→ **PROBLEM STATEMENT**
Continue the book reviews from the point where they stop.

Dopesick Beth Macy ( Harpercollins, $ 37)
When opioids started ravaging rural, small-town America in the mid-90s, journalist Beth Macy was on the case. For five years she criss-crossed the country interviewing addicts, cops, grieving parents, doctors and the lawyers who finally took Purdue Pharma to court for allowing their “wonder drug” – Oxycontin – to decimate large tracts of the population. Three Purdue executives were fined, not jailed, and “Oxy” today is harder to source as an injectable. Good? Not really. There’s always something waiting in the wings to fill the vacuum, and part two of Dopesick deals with the age-old scourge of heroin. It’s back, it’s cheap, it’s accessible and it’s everywhere. The silent march of addiction continues, and Macy’s book, meticulously researched, spells out the awful truth. JUDITH BARAGWANATH
Biography Bruce Lee: A Life Matthew Polly (Simon & Schuster, $ 40)

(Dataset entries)
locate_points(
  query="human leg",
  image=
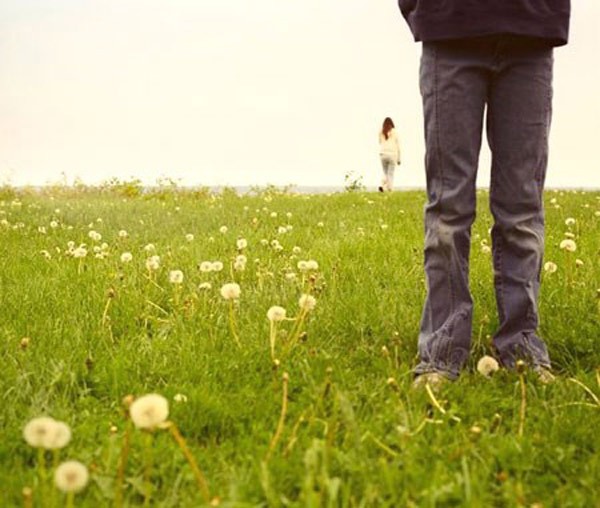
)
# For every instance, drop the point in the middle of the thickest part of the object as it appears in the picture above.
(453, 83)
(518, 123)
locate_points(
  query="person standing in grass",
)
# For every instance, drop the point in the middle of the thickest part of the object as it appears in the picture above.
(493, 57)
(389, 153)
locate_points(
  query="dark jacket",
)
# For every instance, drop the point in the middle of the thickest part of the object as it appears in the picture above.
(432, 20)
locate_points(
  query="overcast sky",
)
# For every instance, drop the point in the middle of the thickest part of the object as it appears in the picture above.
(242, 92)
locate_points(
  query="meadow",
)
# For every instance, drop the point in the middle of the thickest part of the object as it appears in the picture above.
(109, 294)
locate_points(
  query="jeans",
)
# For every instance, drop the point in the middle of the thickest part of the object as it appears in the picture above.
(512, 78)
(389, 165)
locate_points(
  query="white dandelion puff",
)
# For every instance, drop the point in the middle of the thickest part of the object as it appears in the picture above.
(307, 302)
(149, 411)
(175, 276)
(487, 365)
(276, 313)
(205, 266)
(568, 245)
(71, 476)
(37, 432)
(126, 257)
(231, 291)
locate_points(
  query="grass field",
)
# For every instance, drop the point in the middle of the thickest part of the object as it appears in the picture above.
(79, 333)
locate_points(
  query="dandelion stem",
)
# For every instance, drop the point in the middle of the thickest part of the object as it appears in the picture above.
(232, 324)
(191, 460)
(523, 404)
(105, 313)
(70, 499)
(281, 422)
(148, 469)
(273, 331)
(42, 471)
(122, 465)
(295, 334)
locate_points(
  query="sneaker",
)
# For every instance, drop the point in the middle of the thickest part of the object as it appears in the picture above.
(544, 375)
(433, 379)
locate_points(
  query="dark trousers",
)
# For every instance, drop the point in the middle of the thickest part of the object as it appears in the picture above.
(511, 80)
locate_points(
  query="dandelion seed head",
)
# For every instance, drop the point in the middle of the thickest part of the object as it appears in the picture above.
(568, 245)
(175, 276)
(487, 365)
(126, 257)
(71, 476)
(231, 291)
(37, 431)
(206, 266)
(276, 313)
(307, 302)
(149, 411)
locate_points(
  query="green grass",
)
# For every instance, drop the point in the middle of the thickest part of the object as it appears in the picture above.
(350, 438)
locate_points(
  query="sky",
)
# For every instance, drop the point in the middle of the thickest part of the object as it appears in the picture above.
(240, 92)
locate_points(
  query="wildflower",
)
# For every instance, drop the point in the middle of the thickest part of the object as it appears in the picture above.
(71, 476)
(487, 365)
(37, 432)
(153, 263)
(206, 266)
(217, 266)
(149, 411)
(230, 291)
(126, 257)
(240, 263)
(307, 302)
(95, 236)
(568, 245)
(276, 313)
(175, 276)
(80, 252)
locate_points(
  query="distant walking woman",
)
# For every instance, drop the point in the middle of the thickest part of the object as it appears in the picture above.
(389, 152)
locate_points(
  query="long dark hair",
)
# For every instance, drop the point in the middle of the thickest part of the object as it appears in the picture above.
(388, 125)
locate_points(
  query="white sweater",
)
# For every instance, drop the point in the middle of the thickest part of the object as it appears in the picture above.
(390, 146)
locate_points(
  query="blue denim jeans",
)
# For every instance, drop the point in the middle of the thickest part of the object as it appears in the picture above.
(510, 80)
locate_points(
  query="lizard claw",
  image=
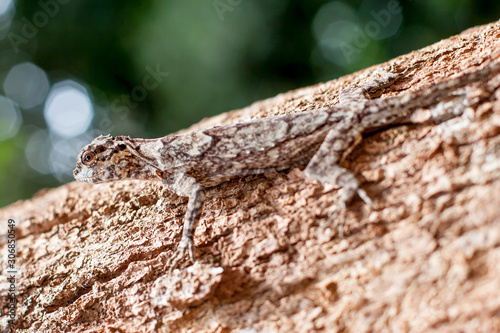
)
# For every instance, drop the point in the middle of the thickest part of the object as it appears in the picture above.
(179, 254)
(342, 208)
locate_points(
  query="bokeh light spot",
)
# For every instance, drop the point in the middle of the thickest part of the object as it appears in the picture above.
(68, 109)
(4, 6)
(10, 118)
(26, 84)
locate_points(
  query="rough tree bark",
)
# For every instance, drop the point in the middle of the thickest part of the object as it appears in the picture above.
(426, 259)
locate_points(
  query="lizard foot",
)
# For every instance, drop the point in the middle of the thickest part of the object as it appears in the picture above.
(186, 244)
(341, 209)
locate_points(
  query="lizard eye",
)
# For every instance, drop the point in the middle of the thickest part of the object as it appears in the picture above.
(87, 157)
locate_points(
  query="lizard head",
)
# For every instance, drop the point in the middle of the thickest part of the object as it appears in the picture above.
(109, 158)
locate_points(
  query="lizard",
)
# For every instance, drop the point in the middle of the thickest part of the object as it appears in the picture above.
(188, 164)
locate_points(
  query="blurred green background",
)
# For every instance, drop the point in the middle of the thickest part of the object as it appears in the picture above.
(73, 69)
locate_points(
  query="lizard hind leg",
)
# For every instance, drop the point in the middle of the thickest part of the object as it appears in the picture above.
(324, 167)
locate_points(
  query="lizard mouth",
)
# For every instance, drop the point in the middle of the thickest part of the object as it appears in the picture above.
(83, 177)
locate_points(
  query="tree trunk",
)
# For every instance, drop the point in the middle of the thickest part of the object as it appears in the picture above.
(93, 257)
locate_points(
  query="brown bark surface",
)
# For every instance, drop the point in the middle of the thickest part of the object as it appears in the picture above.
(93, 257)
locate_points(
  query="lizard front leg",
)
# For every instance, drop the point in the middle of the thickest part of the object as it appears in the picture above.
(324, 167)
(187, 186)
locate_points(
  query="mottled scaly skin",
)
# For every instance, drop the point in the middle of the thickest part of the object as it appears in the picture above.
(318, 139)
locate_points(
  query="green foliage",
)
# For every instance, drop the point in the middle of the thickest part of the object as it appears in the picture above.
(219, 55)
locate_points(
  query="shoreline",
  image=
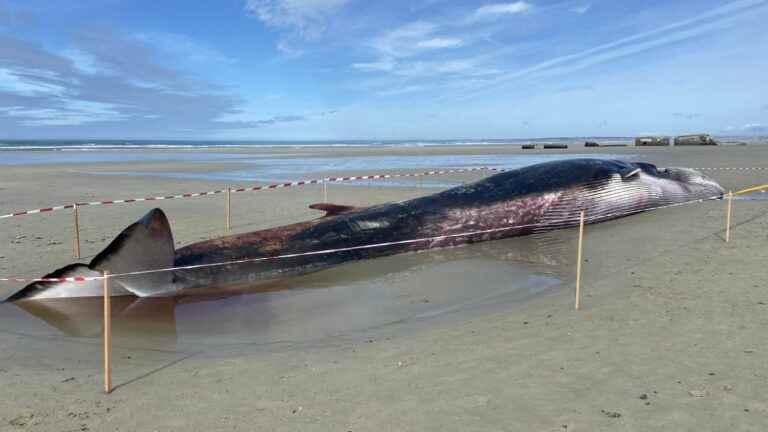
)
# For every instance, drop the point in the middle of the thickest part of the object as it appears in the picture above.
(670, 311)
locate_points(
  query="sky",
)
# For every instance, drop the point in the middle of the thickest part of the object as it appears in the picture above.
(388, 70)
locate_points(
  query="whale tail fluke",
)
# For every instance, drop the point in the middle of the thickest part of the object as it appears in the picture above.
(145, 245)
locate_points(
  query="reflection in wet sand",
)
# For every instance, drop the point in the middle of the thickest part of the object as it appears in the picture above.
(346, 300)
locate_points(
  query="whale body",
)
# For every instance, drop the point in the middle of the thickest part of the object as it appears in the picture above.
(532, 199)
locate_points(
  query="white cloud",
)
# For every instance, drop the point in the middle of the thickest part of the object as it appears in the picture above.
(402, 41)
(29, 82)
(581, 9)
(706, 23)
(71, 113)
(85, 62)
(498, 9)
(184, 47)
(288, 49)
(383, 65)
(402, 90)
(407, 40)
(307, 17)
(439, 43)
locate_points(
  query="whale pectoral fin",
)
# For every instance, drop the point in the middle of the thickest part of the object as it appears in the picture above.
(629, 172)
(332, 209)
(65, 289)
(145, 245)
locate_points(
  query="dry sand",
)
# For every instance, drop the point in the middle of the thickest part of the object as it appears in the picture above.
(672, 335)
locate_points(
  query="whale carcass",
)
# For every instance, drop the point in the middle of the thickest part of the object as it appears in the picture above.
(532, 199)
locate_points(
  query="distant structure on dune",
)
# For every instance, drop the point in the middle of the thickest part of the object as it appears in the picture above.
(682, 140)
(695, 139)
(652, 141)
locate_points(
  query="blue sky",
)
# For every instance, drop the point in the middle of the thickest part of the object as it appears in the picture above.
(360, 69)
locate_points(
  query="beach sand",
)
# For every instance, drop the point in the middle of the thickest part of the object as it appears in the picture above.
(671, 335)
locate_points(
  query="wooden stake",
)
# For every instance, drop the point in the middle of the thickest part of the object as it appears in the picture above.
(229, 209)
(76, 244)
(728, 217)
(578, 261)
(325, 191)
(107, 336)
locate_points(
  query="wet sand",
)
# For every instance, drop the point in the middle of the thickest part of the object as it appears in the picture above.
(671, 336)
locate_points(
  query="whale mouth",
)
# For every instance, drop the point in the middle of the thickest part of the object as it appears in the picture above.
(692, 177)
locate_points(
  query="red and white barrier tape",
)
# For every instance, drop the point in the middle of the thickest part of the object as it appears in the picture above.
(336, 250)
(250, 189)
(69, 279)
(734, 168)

→ **EXPECTED ANSWER**
The author of this 500-page biography is himself an interesting character: a Rhodes scholar who spent two years studying kung fu in China. Matthew Polly’s mix of academic, martial arts exponent and gushing film-star fan mesh together to tell the story of a man whose name remains synonymous with on- screen kung fu. With Crazy Rich Asians topping the box office in the US and UK, and being acclaimed for its Asian and Asian-american cast, Lee’s struggles as he tried to find employment in Hollywood half a century ago are put into even greater perspective. He was a ground-breaker but, as has so often been the case for film stars quickly bestowed with god-like status (James Dean, River Phoenix et al), his life was a short, tragic one. Polly’s decade-long research is revelatory, the life of Lee now draped in truth rather than myth.